**Exercise:** Lay out every line of the listing below as a Markdown table with two columns, Row for the row number and Line for the text. Skip any blank lines and leave out the pictures.

**Data extract:**

* * * * * * * * *

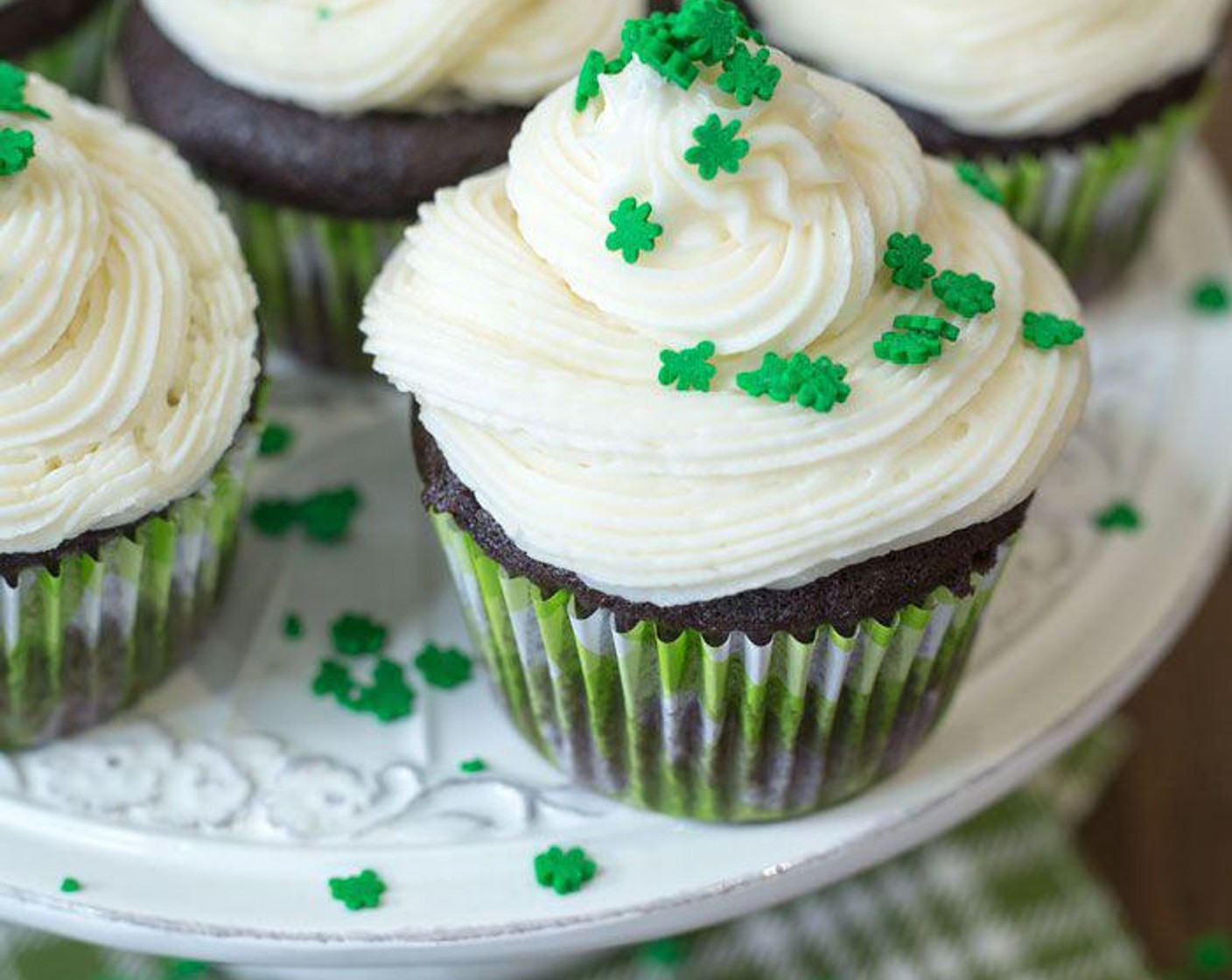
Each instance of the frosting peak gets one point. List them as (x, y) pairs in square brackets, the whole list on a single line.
[(535, 349), (127, 328), (359, 56)]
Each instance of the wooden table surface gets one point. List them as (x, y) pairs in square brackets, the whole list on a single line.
[(1163, 836)]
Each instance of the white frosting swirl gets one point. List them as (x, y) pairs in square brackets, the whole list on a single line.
[(127, 328), (534, 352), (1001, 68), (393, 54)]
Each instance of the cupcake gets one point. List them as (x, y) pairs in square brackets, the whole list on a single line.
[(127, 379), (329, 124), (1071, 114), (731, 404), (62, 39)]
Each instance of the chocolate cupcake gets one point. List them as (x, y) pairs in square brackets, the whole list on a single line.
[(731, 404), (127, 377), (62, 39), (1072, 115), (328, 126)]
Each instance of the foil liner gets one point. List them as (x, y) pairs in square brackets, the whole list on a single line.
[(726, 732), (75, 60), (312, 273), (87, 639), (1093, 207)]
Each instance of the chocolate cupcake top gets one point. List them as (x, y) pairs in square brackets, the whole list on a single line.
[(127, 329), (1001, 68), (719, 327), (359, 56)]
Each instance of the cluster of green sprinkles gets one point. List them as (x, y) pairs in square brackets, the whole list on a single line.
[(1120, 516), (325, 516), (703, 33), (17, 145), (359, 892), (1047, 331), (564, 872), (974, 175), (813, 383)]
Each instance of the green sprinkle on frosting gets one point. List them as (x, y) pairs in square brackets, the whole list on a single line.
[(444, 667), (1119, 516), (966, 295), (633, 229), (746, 75), (1047, 331), (718, 148), (355, 635), (813, 383), (906, 256), (359, 892), (564, 872), (275, 439), (974, 175), (690, 368), (1211, 296)]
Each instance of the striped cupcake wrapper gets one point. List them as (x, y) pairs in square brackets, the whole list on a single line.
[(312, 273), (733, 732), (75, 60), (1093, 207), (88, 639)]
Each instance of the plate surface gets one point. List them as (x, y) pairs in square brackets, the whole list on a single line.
[(207, 822)]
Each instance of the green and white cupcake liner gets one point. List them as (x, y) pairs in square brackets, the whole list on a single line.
[(77, 60), (87, 639), (732, 732), (312, 273), (1092, 207)]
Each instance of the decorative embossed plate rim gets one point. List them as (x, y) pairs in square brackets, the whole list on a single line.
[(1081, 621)]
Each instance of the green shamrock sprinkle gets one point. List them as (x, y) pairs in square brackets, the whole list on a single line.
[(325, 516), (906, 347), (818, 385), (633, 229), (355, 634), (564, 872), (908, 256), (746, 75), (12, 93), (1211, 956), (588, 81), (672, 952), (444, 667), (967, 295), (334, 681), (1120, 516), (359, 892), (974, 175), (1210, 296), (710, 29), (389, 698), (1047, 331), (275, 440), (718, 148), (690, 368), (17, 150), (184, 970)]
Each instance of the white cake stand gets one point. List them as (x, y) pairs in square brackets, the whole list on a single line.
[(207, 823)]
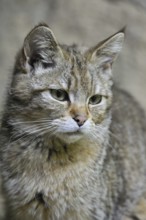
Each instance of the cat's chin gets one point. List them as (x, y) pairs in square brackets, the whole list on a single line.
[(71, 137)]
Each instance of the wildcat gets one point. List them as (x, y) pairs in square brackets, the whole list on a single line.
[(72, 144)]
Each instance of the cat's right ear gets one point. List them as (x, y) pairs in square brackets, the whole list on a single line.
[(40, 47)]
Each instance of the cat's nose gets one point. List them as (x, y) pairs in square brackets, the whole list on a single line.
[(80, 119)]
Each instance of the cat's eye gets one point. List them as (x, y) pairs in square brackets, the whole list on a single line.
[(59, 94), (96, 99)]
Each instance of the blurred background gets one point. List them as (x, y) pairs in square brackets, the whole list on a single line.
[(79, 21)]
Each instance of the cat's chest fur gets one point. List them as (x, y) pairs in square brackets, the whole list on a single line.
[(55, 182)]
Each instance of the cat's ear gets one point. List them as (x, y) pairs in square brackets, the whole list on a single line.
[(40, 46), (108, 50)]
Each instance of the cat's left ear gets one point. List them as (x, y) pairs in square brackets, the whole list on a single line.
[(41, 47), (108, 50)]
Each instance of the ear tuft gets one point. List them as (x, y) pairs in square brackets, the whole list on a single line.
[(107, 50), (40, 45)]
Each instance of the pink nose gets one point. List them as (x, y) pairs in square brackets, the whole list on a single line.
[(80, 119)]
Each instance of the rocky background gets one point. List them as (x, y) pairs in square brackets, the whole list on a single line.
[(79, 21)]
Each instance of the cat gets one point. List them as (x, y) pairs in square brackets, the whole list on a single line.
[(72, 143)]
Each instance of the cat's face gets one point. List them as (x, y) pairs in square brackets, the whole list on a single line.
[(63, 91)]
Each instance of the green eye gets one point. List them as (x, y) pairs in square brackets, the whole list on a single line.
[(96, 99), (59, 94)]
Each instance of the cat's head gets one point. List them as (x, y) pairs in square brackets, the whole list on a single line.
[(63, 91)]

* * * * * * * * *

**Exercise response:**
| Row | Line |
|---|---|
| 1 | Each instance of the frosting peak gets one point. List them as (x, y) pairs in square brackets, the whole list on a single line. |
| 2 | [(535, 349), (127, 328), (359, 56)] |
| 3 | Each instance of the wooden table surface gets one point. List them as (x, y) pairs in square brackets, the whole list on a single line. |
| 4 | [(1163, 836)] |
| 5 | Each instance of the white frosting swirl gets one point. List them as (x, y) pairs in square brackets, the whole list on a single line. |
| 6 | [(127, 328), (534, 352), (1001, 68), (393, 54)] |
| 7 | Each instance of the cupcake gets one point. List them as (x, y) pairs in square brackets, the whole list on a single line. |
| 8 | [(127, 379), (329, 124), (1071, 114), (731, 404), (62, 39)] |
| 9 | Each instance of the chocolate cupcake gets one point. List them as (x, y) pairs in square brackets, the whole list on a single line. |
| 10 | [(731, 404), (127, 377), (62, 39), (1072, 115), (328, 126)] |
| 11 | Each instance of the foil liner gets one point. List them as (x, y) pairs in square brackets, the whole list on a single line. |
| 12 | [(726, 732), (75, 60), (312, 273), (87, 639), (1093, 207)] |
| 13 | Each instance of the chocolate cupcake top gets one point. List them as (x, y) pairs in square brackets, the whole list on a single line. |
| 14 | [(127, 329), (1001, 68), (719, 327), (359, 56)] |
| 15 | Each instance of the cluster of green sprinkles gets one point. List them as (x, y) pairs in square brackets, the whole list on a single line. |
| 16 | [(1120, 516), (325, 516), (703, 33), (17, 145), (359, 892), (1047, 331), (564, 872), (974, 175), (813, 383)] |
| 17 | Each instance of the green sprinkle on frosting gets one point. List them as (x, y) pairs in square brackets, the whole list on a single line. |
| 18 | [(444, 667), (1119, 516), (966, 295), (633, 229), (746, 75), (1047, 331), (718, 148), (355, 635), (813, 383), (906, 256), (359, 892), (564, 872), (275, 439), (974, 175), (690, 368), (1211, 296)] |
| 19 | Each instance of the striped cupcake wrapper gets one point. List them as (x, y) pairs in square brackets, the whole list on a single line. |
| 20 | [(312, 273), (733, 732), (75, 60), (1093, 207), (88, 639)] |
| 21 | Each instance of the plate surface gets one point. List them as (x, y) pairs in square brackets, the whole list on a single line. |
| 22 | [(207, 822)] |
| 23 | Each instance of the green and white cupcake liner gets one point. List them as (x, y) pairs in square brackets, the whole list on a single line. |
| 24 | [(77, 60), (87, 639), (732, 732), (312, 273), (1092, 207)] |
| 25 | Each instance of the decorative embossed plate rim gets one point. List them as (x, y) pairs in square brackets, the whole list on a single line. |
| 26 | [(1081, 621)] |
| 27 | Each instance of the green shamrock sprinkle gets one point. List them as (x, y) pairs in square brackets, the whole list on a single line. |
| 28 | [(325, 516), (906, 347), (818, 385), (633, 229), (355, 634), (564, 872), (908, 256), (746, 75), (12, 93), (1211, 956), (588, 81), (672, 952), (444, 667), (967, 295), (334, 681), (1120, 516), (359, 892), (974, 175), (1210, 296), (710, 29), (389, 698), (1047, 331), (275, 440), (718, 148), (690, 368), (17, 150), (184, 970)] |
| 29 | Each instance of the white cake stand gets one point. List them as (x, y) pairs in square brackets, the whole list on a single line. |
| 30 | [(207, 823)] |
| 31 | Each instance of the cat's chin gets one point. List them as (x, y) pairs in square brackets, the whole list on a single line. |
| 32 | [(71, 137)] |
| 33 | Each instance of the wildcat gets one point. List them as (x, y) pairs in square brackets, the whole list on a single line. |
| 34 | [(72, 144)] |
| 35 | Each instance of the cat's right ear gets one point. List them as (x, y) pairs in square brackets, the whole list on a single line. |
| 36 | [(40, 47)] |
| 37 | Each instance of the cat's nose gets one point. List them as (x, y) pairs in square brackets, the whole list on a single line. |
| 38 | [(80, 119)] |
| 39 | Each instance of the cat's eye gets one point. List them as (x, y) pairs in square brackets, the whole list on a single line. |
| 40 | [(59, 94), (96, 99)] |
| 41 | Each instance of the blurred background gets one point. List them as (x, y) pairs in square brackets, the whole list on a single line. |
| 42 | [(79, 21)] |
| 43 | Each instance of the cat's chest fur gets one point. List them as (x, y) pairs in square brackets, the whole list on a single line. |
| 44 | [(55, 182)] |
| 45 | Each instance of the cat's ear gets one point. List them as (x, y) pairs in square brackets, the whole list on a single line. |
| 46 | [(40, 46), (108, 50)] |
| 47 | Each instance of the cat's left ear gets one point. List them as (x, y) pairs in square brackets, the whole list on a single line. |
| 48 | [(41, 47), (108, 50)] |
| 49 | Each instance of the ear tuft gets one point. List them as (x, y) pairs in square brackets, the whole list on a single line. |
| 50 | [(107, 50), (40, 45)] |
| 51 | Each instance of the pink nose gets one point. List them as (x, y) pairs in square brackets, the whole list on a single line. |
| 52 | [(80, 119)] |
| 53 | Each instance of the rocky background gets one point. List them as (x, y) pairs in square brackets, the whole list on a single line. |
| 54 | [(79, 21)] |
| 55 | Each instance of the cat gets one point. List them as (x, y) pairs in square brackets, the whole list on a single line. |
| 56 | [(72, 143)] |
| 57 | Each instance of the cat's face gets one point. List them as (x, y) pairs in square brackets, the whole list on a single line. |
| 58 | [(63, 91)] |
| 59 | Each instance of the green eye gets one point. List them as (x, y) pairs in square brackets, the whole list on a single line. |
| 60 | [(96, 99), (59, 94)] |
| 61 | Each instance of the cat's head gets one point. List them as (x, y) pairs in square brackets, the whole list on a single line. |
| 62 | [(63, 91)] |